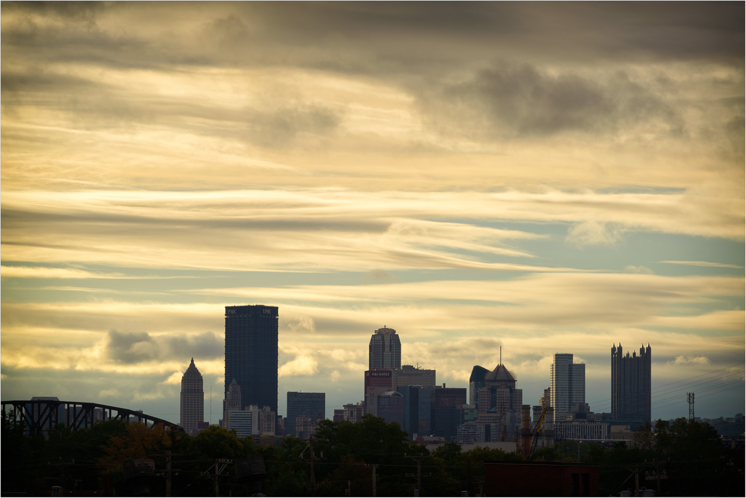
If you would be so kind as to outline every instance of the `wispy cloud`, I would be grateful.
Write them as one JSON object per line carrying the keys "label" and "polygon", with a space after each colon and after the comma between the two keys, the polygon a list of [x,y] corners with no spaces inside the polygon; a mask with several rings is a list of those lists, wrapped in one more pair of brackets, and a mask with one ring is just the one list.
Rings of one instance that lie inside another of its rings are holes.
{"label": "wispy cloud", "polygon": [[714,266],[724,268],[742,268],[743,266],[732,265],[730,263],[716,263],[709,261],[659,261],[659,263],[669,263],[671,265],[688,265],[689,266]]}

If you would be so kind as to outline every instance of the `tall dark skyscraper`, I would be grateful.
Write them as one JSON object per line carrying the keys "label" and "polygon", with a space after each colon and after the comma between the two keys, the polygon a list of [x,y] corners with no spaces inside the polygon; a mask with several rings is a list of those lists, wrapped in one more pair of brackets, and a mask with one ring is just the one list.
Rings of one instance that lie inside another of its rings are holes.
{"label": "tall dark skyscraper", "polygon": [[374,330],[368,347],[368,370],[401,368],[401,341],[396,330]]}
{"label": "tall dark skyscraper", "polygon": [[611,414],[616,420],[651,421],[651,345],[622,356],[611,347]]}
{"label": "tall dark skyscraper", "polygon": [[225,392],[235,379],[244,406],[278,410],[278,307],[225,306]]}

━━━━

### EXERCISE REQUIREMENTS:
Quote the data exactly, leaving every image out of the copy.

### THE COMPLETED TASK:
If you would be so kind as to outline every instance of the `wispy cloud`, I would be grateful.
Write them as one JSON object per line carrying the keys "label" and "polygon", with a space after each colon and after the comma between the two keys, the polygon a list of [x,y] corners with no spaces inside the polygon; a mask with several rings is a list of those lists, wrapped in one more pair of brackets, and a mask with one ring is just the one list.
Rings of one instance that lie inside another of its rings are holes.
{"label": "wispy cloud", "polygon": [[714,266],[724,268],[742,268],[743,266],[732,265],[730,263],[716,263],[709,261],[659,261],[659,263],[669,263],[671,265],[688,265],[689,266]]}

If you would be so kind as to outline every instance of the `tall dark skyscraper`, I would be grateful.
Write them as one JSON object per line carrying the keys "label" and "polygon", with a space after each colon and after the comma between the two keys, the polygon a list of [x,y] corners with no spaces inside the polygon; a mask with several rings is a list of those lists, wrapped in one more pair of brackets, and a mask with one ring is just the one list.
Rings of one instance that lie inside another of its rings are holes.
{"label": "tall dark skyscraper", "polygon": [[374,330],[368,347],[368,370],[401,368],[401,341],[396,330]]}
{"label": "tall dark skyscraper", "polygon": [[611,414],[616,420],[651,421],[651,345],[622,356],[611,347]]}
{"label": "tall dark skyscraper", "polygon": [[225,392],[235,379],[244,406],[278,410],[278,307],[225,306]]}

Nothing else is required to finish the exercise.